#### RESUELVA LO SIGUIENTE:
A - Responda estas preguntas sobre el texto acerca de las cárceles en Colombia:
(i) Según el texto, ¿qué hacen los reclusos durante el tiempo que pasan en la cárcel?
(ii) ¿Cuál es el fin de la cárcel que, según el texto, no se cumple en Colombia?
(iii) ¿Qué se les debe enseñar a los reclusos según el texto?
B - Prosiga el texto sobre las cárceles en Colombia a partir de su última oración.

====== FRAGMENTO

Las cárceles se tienen que convertir en verdaderos centros de transformación social, hoy son muy comunes los casos de capturados delincuentes, que anteriormente habían estado recluidos en cárceles, pero que al cumplir su condena salieron a seguir delinquiendo; esto se debe, a que no saben hacer en la vida algo más que robar y delinquir, así subsisten, y así han subsistido a lo mejor toda su vida, entraron a la cárcel unos cuantos meses, a lo mejor años, pero durante todo ese tiempo no hicieron más que esperar sentados a que llegara el día de su libertad, o formar peleas dentro de sus celdas. Es por eso que la cárcel en Colombia no sirve para su fin, que es la transformación social de las personas, para su reinserción a la vida civil.
Las penas privativas de la libertad y las medidas de seguridad deben estar orientadas hacia la reeducación y reinserción social de estas personas; las cárceles deben convertirse en centros donde se les enseñe a los reclusos un oficio, una actividad, una forma de trabajo para que al cumplir sus condenas salgan sabiendo hacer algo, para que salgan a cumplir un papel dentro de la sociedad, para que salgan siendo útiles en la sociedad, de esta manera se les facilitara su incorporación a la sociedad.

============
====== LOS DATOS

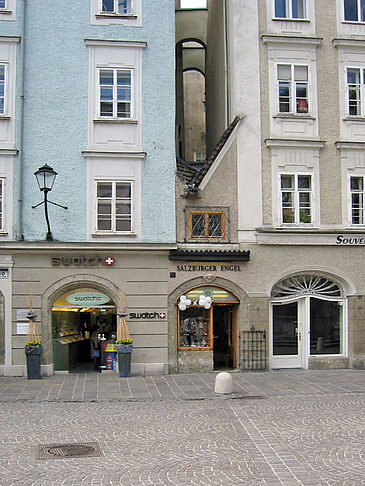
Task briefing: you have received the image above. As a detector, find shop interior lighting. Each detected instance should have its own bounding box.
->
[179,295,213,311]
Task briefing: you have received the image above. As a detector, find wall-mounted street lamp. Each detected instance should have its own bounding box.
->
[32,164,67,241]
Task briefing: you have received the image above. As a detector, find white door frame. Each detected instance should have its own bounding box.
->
[269,294,348,370]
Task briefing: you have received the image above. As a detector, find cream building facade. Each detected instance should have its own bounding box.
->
[169,0,365,370]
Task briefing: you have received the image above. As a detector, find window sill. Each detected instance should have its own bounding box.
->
[95,12,137,19]
[91,233,137,238]
[272,17,310,23]
[273,113,315,120]
[93,118,138,125]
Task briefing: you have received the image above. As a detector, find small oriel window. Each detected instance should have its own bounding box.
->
[186,208,229,242]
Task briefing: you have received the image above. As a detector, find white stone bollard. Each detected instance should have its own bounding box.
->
[214,371,232,393]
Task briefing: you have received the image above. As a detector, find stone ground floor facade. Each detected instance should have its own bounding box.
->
[0,239,365,376]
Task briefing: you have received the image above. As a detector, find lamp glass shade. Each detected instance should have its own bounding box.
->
[34,164,57,191]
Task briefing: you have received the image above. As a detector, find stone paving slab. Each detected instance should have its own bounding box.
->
[0,370,365,402]
[0,392,365,486]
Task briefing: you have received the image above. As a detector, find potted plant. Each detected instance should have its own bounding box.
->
[25,297,42,380]
[115,294,133,378]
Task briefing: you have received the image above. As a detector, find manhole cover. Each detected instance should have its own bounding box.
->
[36,442,102,459]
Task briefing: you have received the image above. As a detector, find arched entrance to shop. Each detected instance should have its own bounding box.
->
[270,273,347,369]
[52,287,117,373]
[41,274,122,374]
[169,276,245,373]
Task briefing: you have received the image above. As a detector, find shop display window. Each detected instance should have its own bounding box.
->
[179,307,212,349]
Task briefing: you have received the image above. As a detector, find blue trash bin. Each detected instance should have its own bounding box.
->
[117,344,133,378]
[25,346,42,380]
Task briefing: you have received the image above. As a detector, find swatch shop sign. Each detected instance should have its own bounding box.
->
[66,292,110,306]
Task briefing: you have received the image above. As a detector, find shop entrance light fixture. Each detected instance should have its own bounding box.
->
[32,164,67,241]
[179,295,213,311]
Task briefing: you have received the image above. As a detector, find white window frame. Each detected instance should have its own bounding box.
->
[0,177,6,233]
[342,0,365,24]
[273,0,308,21]
[345,66,365,118]
[0,62,8,116]
[347,173,365,227]
[278,171,315,227]
[95,179,134,235]
[100,0,133,16]
[97,66,134,120]
[275,62,311,116]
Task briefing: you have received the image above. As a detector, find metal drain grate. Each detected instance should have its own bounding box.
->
[36,442,103,459]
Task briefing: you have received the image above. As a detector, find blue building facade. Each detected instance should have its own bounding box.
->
[0,0,175,374]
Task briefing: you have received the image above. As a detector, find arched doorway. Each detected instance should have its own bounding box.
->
[177,285,239,371]
[270,274,347,369]
[52,285,117,373]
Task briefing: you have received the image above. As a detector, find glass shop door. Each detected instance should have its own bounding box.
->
[270,301,304,368]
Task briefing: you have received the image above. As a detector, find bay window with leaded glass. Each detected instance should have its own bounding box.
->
[185,207,229,242]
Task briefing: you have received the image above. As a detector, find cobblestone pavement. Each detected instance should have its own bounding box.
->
[0,370,365,486]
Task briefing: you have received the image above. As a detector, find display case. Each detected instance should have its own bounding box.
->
[179,307,212,349]
[52,311,86,371]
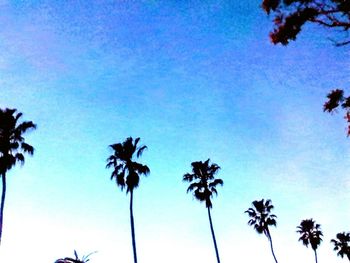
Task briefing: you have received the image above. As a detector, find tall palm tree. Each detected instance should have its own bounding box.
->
[183,159,224,263]
[331,232,350,261]
[106,137,150,263]
[297,218,323,263]
[245,199,278,263]
[0,108,36,243]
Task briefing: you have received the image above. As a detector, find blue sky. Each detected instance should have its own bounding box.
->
[0,0,350,263]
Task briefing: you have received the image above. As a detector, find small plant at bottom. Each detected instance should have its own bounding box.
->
[55,250,96,263]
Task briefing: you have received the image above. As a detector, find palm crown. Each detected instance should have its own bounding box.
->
[245,199,277,238]
[297,218,323,250]
[106,137,150,192]
[0,109,36,175]
[331,232,350,260]
[183,159,224,208]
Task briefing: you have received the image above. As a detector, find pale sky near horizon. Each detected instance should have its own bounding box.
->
[0,0,350,263]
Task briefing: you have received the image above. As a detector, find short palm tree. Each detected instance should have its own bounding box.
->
[106,137,150,263]
[297,218,323,263]
[245,199,278,263]
[183,159,224,263]
[0,108,36,243]
[55,250,96,263]
[331,232,350,261]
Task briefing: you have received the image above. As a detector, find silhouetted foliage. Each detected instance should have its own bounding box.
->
[55,250,96,263]
[262,0,350,46]
[106,137,150,263]
[323,89,350,136]
[331,232,350,261]
[245,199,278,263]
[183,159,224,263]
[262,0,350,136]
[0,108,36,246]
[297,218,323,263]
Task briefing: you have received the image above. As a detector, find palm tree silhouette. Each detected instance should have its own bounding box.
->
[331,232,350,261]
[55,250,96,263]
[183,159,224,263]
[297,218,323,263]
[0,108,36,243]
[245,199,278,263]
[106,137,150,263]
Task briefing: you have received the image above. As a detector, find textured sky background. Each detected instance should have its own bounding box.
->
[0,0,350,263]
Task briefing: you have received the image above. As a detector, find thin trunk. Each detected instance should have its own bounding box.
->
[267,229,278,263]
[314,249,317,263]
[0,173,6,244]
[130,190,137,263]
[208,207,220,263]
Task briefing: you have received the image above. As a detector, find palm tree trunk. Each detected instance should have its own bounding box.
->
[130,190,137,263]
[314,249,317,263]
[208,207,220,263]
[0,173,6,244]
[267,229,278,263]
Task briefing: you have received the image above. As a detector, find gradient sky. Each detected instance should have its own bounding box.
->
[0,0,350,263]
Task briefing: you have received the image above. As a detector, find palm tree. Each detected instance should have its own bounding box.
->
[0,108,36,243]
[297,218,323,263]
[183,159,224,263]
[55,250,96,263]
[245,199,278,263]
[106,137,150,263]
[331,232,350,261]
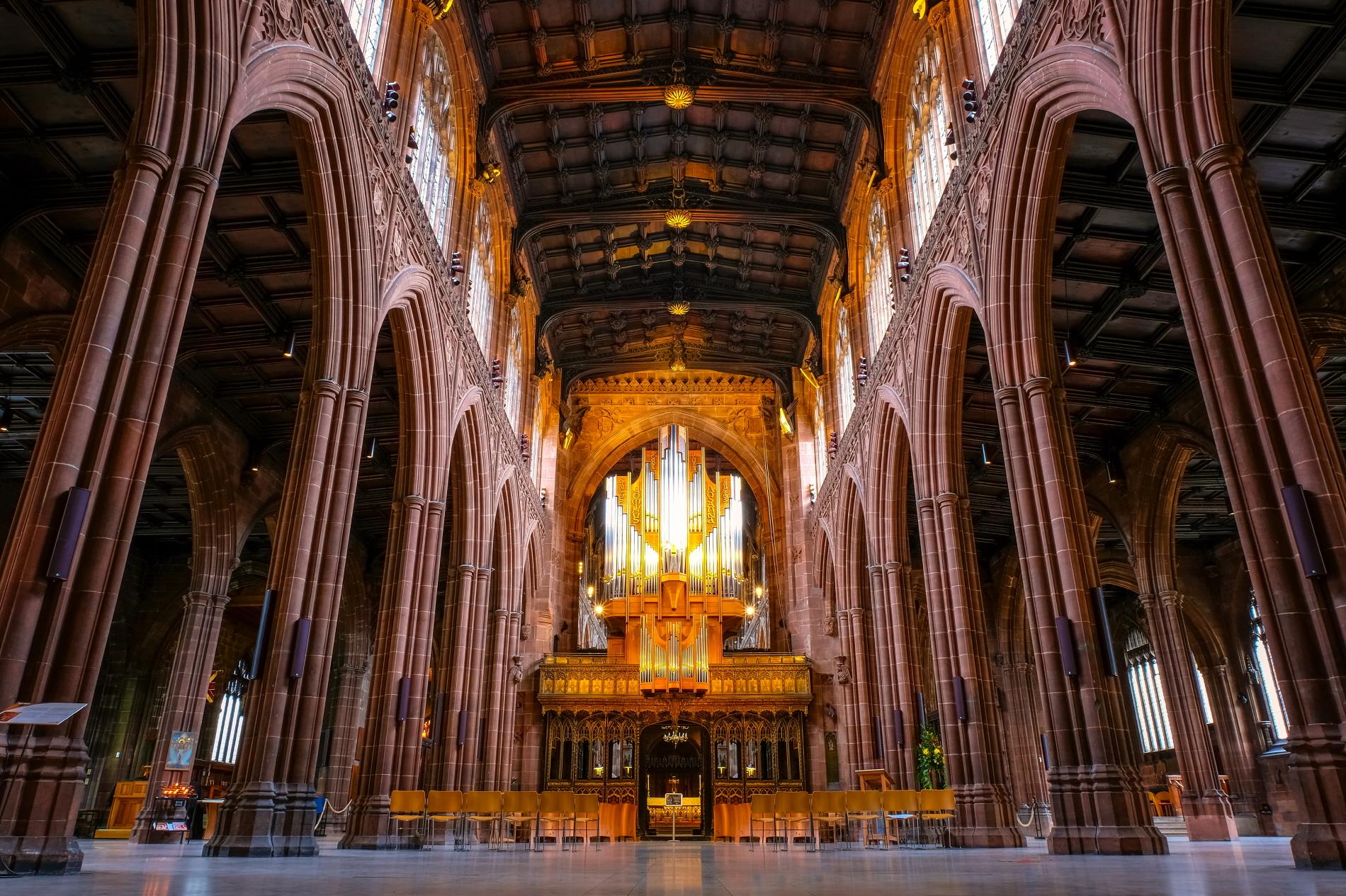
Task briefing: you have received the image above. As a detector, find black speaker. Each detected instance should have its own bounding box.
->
[1057,616,1080,678]
[1280,484,1327,579]
[47,487,90,582]
[290,616,314,678]
[1089,588,1117,678]
[397,675,412,721]
[248,588,278,681]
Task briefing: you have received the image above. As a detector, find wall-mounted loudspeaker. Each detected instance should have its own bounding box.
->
[248,588,278,681]
[1089,588,1117,678]
[1280,484,1327,579]
[1057,616,1080,676]
[290,616,314,678]
[47,487,89,582]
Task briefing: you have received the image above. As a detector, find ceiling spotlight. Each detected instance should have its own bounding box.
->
[664,208,692,230]
[664,84,696,109]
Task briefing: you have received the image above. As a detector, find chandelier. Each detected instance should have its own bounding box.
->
[664,208,692,230]
[664,84,696,109]
[664,724,688,747]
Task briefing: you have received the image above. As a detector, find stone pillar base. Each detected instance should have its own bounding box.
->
[949,827,1024,849]
[1289,822,1346,871]
[1047,824,1168,856]
[0,837,84,875]
[1182,793,1238,841]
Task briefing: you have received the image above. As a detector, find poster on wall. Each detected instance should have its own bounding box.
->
[164,730,196,769]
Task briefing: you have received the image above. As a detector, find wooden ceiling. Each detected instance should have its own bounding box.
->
[478,0,884,382]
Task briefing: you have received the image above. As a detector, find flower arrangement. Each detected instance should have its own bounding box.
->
[917,725,944,790]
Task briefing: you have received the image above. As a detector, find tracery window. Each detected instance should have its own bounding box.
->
[907,31,953,246]
[864,196,893,354]
[976,0,1019,75]
[1248,597,1288,742]
[346,0,388,72]
[467,202,495,353]
[1126,631,1174,754]
[505,307,525,429]
[835,302,855,429]
[412,33,453,244]
[210,671,244,766]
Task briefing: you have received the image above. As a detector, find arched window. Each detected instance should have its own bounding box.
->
[1248,597,1288,742]
[976,0,1019,75]
[505,307,525,429]
[907,31,953,247]
[412,33,453,242]
[835,302,855,431]
[864,196,893,354]
[346,0,388,72]
[813,389,828,488]
[467,202,495,353]
[1126,631,1174,754]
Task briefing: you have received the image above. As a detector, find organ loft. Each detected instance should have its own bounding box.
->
[0,0,1346,896]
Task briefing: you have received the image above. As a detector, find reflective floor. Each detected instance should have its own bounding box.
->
[13,838,1346,896]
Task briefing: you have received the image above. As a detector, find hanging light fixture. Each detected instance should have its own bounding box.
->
[664,59,696,110]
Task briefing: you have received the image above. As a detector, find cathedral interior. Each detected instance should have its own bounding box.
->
[0,0,1346,896]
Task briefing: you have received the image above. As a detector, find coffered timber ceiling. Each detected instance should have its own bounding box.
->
[478,0,890,383]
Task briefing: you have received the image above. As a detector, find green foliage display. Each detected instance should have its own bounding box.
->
[917,725,944,790]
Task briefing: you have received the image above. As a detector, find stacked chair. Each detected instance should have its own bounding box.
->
[748,794,775,849]
[425,790,463,849]
[388,790,425,837]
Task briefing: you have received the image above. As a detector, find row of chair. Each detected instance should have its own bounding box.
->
[388,790,599,849]
[748,788,954,849]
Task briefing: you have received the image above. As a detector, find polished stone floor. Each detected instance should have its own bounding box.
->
[13,838,1346,896]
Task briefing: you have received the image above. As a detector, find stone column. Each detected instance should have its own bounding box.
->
[205,380,369,857]
[341,495,443,849]
[482,607,513,790]
[317,657,369,834]
[1140,591,1238,841]
[0,147,215,875]
[996,377,1168,854]
[866,564,898,775]
[883,561,921,790]
[1202,663,1276,837]
[431,564,477,790]
[1151,144,1346,868]
[130,580,229,844]
[917,492,1023,846]
[1000,661,1047,806]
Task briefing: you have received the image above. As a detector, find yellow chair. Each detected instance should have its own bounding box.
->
[813,790,845,849]
[425,790,463,849]
[388,790,425,836]
[537,790,575,850]
[775,790,813,849]
[501,790,538,849]
[463,790,504,846]
[883,790,921,846]
[845,790,883,849]
[575,794,603,849]
[748,794,775,849]
[917,787,956,846]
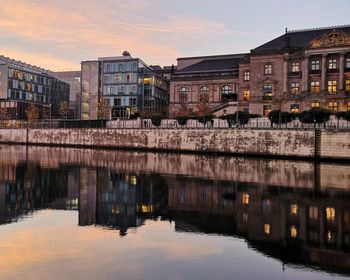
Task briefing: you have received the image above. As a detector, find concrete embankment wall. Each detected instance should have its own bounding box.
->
[0,129,350,159]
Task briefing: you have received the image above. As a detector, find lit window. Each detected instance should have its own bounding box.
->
[309,206,318,220]
[199,86,209,103]
[345,80,350,92]
[263,105,272,117]
[290,83,300,94]
[310,102,321,109]
[311,59,320,71]
[264,63,272,75]
[264,224,271,235]
[310,81,320,93]
[290,204,298,216]
[328,81,337,94]
[243,71,250,82]
[243,89,250,101]
[290,226,298,238]
[328,58,337,70]
[292,62,300,73]
[242,193,249,205]
[290,104,300,113]
[326,207,335,222]
[328,102,338,112]
[179,87,188,105]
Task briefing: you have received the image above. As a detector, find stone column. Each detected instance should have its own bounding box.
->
[321,53,327,91]
[301,55,310,92]
[338,53,344,90]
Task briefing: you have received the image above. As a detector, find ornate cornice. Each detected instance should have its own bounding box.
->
[309,30,350,49]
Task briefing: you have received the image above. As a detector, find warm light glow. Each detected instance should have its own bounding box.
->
[290,204,298,216]
[242,193,249,205]
[264,224,271,235]
[326,207,335,222]
[290,226,298,238]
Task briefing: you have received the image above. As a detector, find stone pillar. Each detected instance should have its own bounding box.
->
[338,53,344,90]
[321,53,327,91]
[282,53,289,92]
[301,55,310,92]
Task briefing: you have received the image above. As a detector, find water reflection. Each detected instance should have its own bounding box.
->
[0,146,350,275]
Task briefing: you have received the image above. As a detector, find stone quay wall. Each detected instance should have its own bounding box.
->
[0,129,350,159]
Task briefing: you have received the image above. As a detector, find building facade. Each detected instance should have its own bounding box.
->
[81,52,168,119]
[170,26,350,116]
[0,56,69,119]
[51,71,81,119]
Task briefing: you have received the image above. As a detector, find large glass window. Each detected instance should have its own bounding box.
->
[310,81,320,93]
[243,71,250,82]
[311,59,320,71]
[328,102,338,112]
[179,87,188,105]
[292,62,300,73]
[328,58,337,70]
[290,82,300,94]
[328,81,337,94]
[264,63,273,75]
[243,89,250,101]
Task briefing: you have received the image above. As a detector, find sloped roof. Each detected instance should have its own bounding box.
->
[176,54,247,73]
[251,25,350,53]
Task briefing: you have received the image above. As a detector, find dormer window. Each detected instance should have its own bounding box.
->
[264,63,272,75]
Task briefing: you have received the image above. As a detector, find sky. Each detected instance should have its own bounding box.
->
[0,0,350,71]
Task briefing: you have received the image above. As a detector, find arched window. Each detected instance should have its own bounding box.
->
[199,86,209,103]
[221,86,232,94]
[179,87,188,104]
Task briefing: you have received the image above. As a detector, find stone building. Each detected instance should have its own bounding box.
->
[170,26,350,116]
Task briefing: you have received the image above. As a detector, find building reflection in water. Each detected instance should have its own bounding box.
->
[0,146,350,275]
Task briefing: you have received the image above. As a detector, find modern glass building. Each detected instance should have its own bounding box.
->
[0,56,69,119]
[81,52,168,119]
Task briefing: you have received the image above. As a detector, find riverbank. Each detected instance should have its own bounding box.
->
[0,129,350,161]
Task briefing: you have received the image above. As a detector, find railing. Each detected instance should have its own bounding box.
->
[0,116,350,130]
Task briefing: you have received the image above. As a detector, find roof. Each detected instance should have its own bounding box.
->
[251,25,350,53]
[176,54,248,73]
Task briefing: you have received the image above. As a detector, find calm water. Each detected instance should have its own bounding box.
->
[0,145,350,280]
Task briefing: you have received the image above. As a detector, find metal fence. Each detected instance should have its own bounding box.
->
[0,117,350,130]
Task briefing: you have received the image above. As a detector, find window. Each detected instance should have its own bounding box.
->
[263,105,272,117]
[199,86,209,103]
[345,80,350,92]
[311,59,320,71]
[264,224,271,235]
[328,102,338,112]
[309,206,318,220]
[290,104,300,113]
[264,63,272,75]
[290,82,300,94]
[243,71,250,82]
[328,58,337,70]
[328,81,337,94]
[179,87,188,105]
[292,62,300,73]
[290,226,298,238]
[221,86,232,94]
[310,81,320,93]
[243,89,250,101]
[290,204,298,216]
[242,193,249,205]
[310,102,321,109]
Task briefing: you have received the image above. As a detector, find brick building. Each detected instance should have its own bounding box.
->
[170,26,350,116]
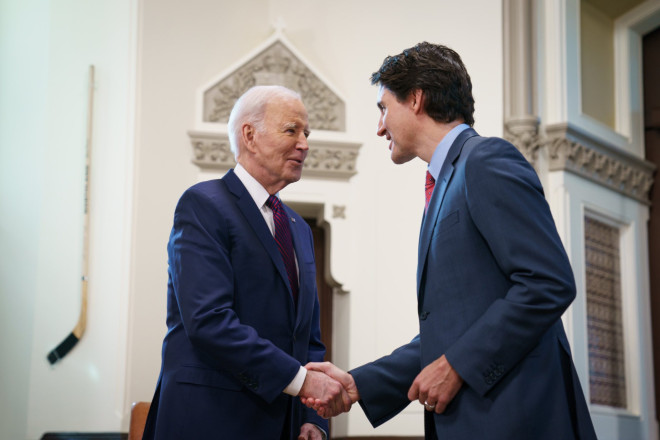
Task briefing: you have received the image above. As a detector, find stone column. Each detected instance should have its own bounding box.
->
[502,0,541,165]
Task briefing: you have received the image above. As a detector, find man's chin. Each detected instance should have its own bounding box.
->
[391,154,415,165]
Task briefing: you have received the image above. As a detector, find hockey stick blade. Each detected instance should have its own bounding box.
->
[47,332,79,365]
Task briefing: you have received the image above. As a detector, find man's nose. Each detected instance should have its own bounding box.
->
[296,134,309,150]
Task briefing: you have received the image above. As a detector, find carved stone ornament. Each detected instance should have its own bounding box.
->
[204,39,346,131]
[188,31,361,180]
[188,131,360,180]
[546,124,655,204]
[504,116,543,171]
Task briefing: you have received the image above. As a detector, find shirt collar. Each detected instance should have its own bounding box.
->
[429,124,470,180]
[234,163,270,209]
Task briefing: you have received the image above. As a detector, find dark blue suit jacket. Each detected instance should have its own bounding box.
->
[351,129,596,440]
[144,170,328,440]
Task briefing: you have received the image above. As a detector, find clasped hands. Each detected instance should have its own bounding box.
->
[300,355,463,419]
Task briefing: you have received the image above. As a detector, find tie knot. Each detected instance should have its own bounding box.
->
[266,196,282,211]
[424,171,435,190]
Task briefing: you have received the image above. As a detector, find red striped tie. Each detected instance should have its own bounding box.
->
[424,171,435,214]
[266,196,298,304]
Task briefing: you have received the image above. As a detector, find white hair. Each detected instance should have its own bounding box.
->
[227,86,302,160]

============

#### RESPUESTAS:
A -
(i) Esperan sentados a que llegue el día de su libertad o forman peleas dentro de sus celdas.
(ii) La transformación social de las personas, para su reinserción a la vida civil.
(iii) Un oficio, una actividad, una forma de trabajo.

B -
Al estar en aquella cárcel, pude notar una gran diferencia entre las personas que estaban amontonadas unas sobre otras en las celdas, y entre las personas que estaban pintando: en ambos casos todos tenían un pasado muy parecido, todos eran ladrones, asesinos, violadores, pero mientras los primeros estaban desesperados, gritando, y peleándose entre sí en la estrechez de sus celdas, las otras personas que estaban pintando, inclusive la mujer que estaba realizando las tareas del aseo, tenían un semblante calmado, paciente, tranquilo; en sus rostros se denotaba la liberación de sus mentes y las ganas de plasmar sus sueños en una pared con un pincel. Uno de los muchachos que estaba pintando, se acercó hasta donde estábamos nosotros, era de estatura mediana, piel morena, ojos chicos y labios grandes, su acento era caribeño; se paró enfrente mío, solo nos separaba la valla que formaba nuestra improvisada celda, me dio la mano y me saludo, yo estaba esposado, pero él no; a mí me pareció raro, y le pregunté por qué no tenía esposas puestas en sus muñecas, él me dijo que ya había cumplido gran parte de su condena, que había matado a un hombre por robarlo, pero que gracias a sus buenos comportamiento ya no los esposaban en el día ni a él ni a sus compañeros también pintores, que los dejaban caminar por los corredores, que los dejaban pintar murales, y que con esa acción, que además los hacía sentirse bien, los distraía y les hacía sentir como si el tiempo pasara más rápido, también les rebajaban unas semanas a sus penas. Vi en su semblante y en el de sus compañeros una actitud no de asesino ni de ladrón, sino que vi a una persona, a un ser humano igual que yo, un ser humano que tal vez cometió errores atroces en su pasado, pero que al ver su mural, y señalarlo con su dedo índice para mostrármelo, y al decirme que amaba pintar, vi a una persona que quería salir pronto para seguir pintando, eso me lo confeso, yo decidí creerle, y estoy seguro que al cumplir su condena, saldrá a buscar la forma para perseguir y alcanzar su sueño. Pero más seguro estoy, de que la transformación social en las personas es posible, y de que la solución para la reducción de la delincuencia está en convertir las cárceles en centro de transformación social.